*TASKS AND EXERCISES*:
A: Print the frozen embryo transfer passage from "What is the" up to and including "these cycles [15].".
B: According to the frozen embryo transfer passage, why are programmed FET cycles used in all patient types and not only in patients with irregular menses?

*QUOTED PASSAGE*:
+--
The number of ART cycles has increased globally over the last decade, with over 1,200,000 cycles performed in the USA and Europe combined in 2016 [7, 8]. The use of frozen embryo transfer has seen a drastic increase during this time, with some estimates suggesting a tripling in women over 40 in the USA between 1996 and 2013 [9]. Despite this increase in utilization, recent data suggest increasing rates of maternal hypertensive disorders of pregnancy (mHTN) and infants born large for gestational age (LGA) following frozen embryo transfer [5]. A recent review from our group explored the possible pathological rationale for these findings, with perhaps the most compelling evidence suggesting the loss of the corpus luteum in programmed frozen embryo transfer cycles as the leading cause of the association between FET and LGA/mHTN disorders [10].

Frozen embryo transfers are performed 3 to 5 days post-ovulation during the natural menstrual cycle (deemed a natural transfer), or with a programmed menstrual cycle using exogenous estradiol and progesterone supplementation. Programmed FET cycles are especially useful for patients with irregular menses, but are used in all patient types given the ease of scheduling of transfers juxtaposed with the possible unpredictable nature of scheduling natural cycle FETs. A study by Alur-Gupta et al. demonstrated similar live birth rates after either programmed or natural FET cycles [11]. However, only 10% of the 1028 transfers in this study were done with a natural cycle preparation. A recent retrospective study from Sweden investigated differences in obstetrical outcomes with programmed cycles without a corpus luteum, compared to natural or modified FET cycles [12]. Natural cycles represented over 60% of all cycles evaluated and results demonstrated programmed FET cycles were associated with increased rates of mHTN, cesarean section, postpartum hemorrhage, post-term birth, and macrosomia when compared to natural or modified FET. The difference in postpartum hemorrhage (PPH) was particularly striking, with 19.4% of patients in the programmed cycles experiencing PPH compared to 7.9% in the natural cycle cohort [12]. Similarly, a study by Makhijani et al. demonstrated a twofold increase in mHTN in programmed cycles compared to natural cycles, and concluded that natural cycle FET should be the first-line option given to patients undergoing FET [13]. Finally, a study by Zhang et al. demonstrated that the use of letrozole, and in some cases gonadotropins, in abnormally cycling polycystic ovary syndrome patients had a decreased incidence of hypertensive diseases in pregnancy compared to patients with a programmed cycle, further demonstrating the need for corpus luteum development [14]. This study also demonstrates that all patient subtypes can benefit from non-artificial frozen embryo transfers, making this a viable option across infertility clinics.

What is the underlying molecular mechanism for the differences observed? As reviewed by Singh et al., the absence of a corpus luteum in early pregnancy in programmed cycles is associated with a lack of vasoactive compounds which may increase the risk of pre-eclampsia. Specifically, the absence of circulating relaxin and vascular endothelial growth factor in early pregnancy potentially contributes to abnormal placentation during programmed FET cycles, which may represent the cause for increased obstetrical complications observed after these cycles [15].

The true prevalence of programmed FET cycle use in the USA is unclear from published data, but it appears that use of natural FET cycles is currently similar to the data presented by Alur-Gupta et al. (less than 10%) [11]. That may explain the relative paucity of studies in this area from the US ART programs. While research to date does not demonstrate a definitive relationship between programmed FET and mHTN, the literature seems to present a strong enough cause for our community to rethink the high use of programmed FET cycles. There is certainly a need for more high-quality research, particularly with more well-designed randomized controlled trials, to substantiate these findings before completely abandoning the programmed cycle. Even so, given the possible decrease in mHTN pregnancy complications, it would seem beneficial for infertility clinics across the USA and internationally to strongly consider using natural FET cycles over programmed cycles whenever possible.
+--
*SOURCE INFORMATION*:

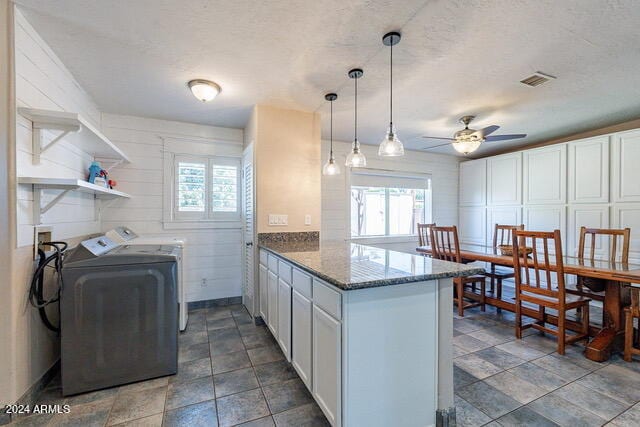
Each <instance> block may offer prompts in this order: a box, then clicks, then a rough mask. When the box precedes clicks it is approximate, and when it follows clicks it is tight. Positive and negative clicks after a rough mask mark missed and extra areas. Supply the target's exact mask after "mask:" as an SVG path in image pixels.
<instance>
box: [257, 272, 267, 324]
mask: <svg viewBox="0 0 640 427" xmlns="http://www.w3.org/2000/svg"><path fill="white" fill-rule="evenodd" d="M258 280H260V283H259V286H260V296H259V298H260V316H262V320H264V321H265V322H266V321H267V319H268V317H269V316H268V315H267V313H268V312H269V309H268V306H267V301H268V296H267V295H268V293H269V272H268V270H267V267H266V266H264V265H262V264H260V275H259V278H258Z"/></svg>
+--
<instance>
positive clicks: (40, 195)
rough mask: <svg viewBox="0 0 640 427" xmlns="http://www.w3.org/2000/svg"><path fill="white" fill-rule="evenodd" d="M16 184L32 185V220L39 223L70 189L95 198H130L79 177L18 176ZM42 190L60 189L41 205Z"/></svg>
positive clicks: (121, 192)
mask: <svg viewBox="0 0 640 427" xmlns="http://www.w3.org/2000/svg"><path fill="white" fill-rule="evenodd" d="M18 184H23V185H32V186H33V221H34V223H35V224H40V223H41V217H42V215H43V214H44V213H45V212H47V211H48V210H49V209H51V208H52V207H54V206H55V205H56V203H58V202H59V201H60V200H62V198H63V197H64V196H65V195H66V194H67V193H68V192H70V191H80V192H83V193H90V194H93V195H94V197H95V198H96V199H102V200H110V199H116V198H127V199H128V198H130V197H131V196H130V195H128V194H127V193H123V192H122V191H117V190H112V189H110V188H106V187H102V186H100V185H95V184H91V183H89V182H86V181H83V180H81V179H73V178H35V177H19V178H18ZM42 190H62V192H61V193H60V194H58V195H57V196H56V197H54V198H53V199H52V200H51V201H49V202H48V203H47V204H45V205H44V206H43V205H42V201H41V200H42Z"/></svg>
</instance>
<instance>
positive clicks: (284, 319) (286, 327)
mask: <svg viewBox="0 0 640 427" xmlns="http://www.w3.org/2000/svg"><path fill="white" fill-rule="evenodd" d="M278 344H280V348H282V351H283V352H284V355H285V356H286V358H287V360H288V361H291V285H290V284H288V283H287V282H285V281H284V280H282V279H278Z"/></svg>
+--
*EXERCISE RESULTS*:
A:
What is the underlying molecular mechanism for the differences observed? As reviewed by Singh et al., the absence of a corpus luteum in early pregnancy in programmed cycles is associated with a lack of vasoactive compounds which may increase the risk of pre-eclampsia. Specifically, the absence of circulating relaxin and vascular endothelial growth factor in early pregnancy potentially contributes to abnormal placentation during programmed FET cycles, which may represent the cause for increased obstetrical complications observed after these cycles [15].

B: Programmed cycles make transfers easy to schedule. Natural cycle FETs can be unpredictable to schedule.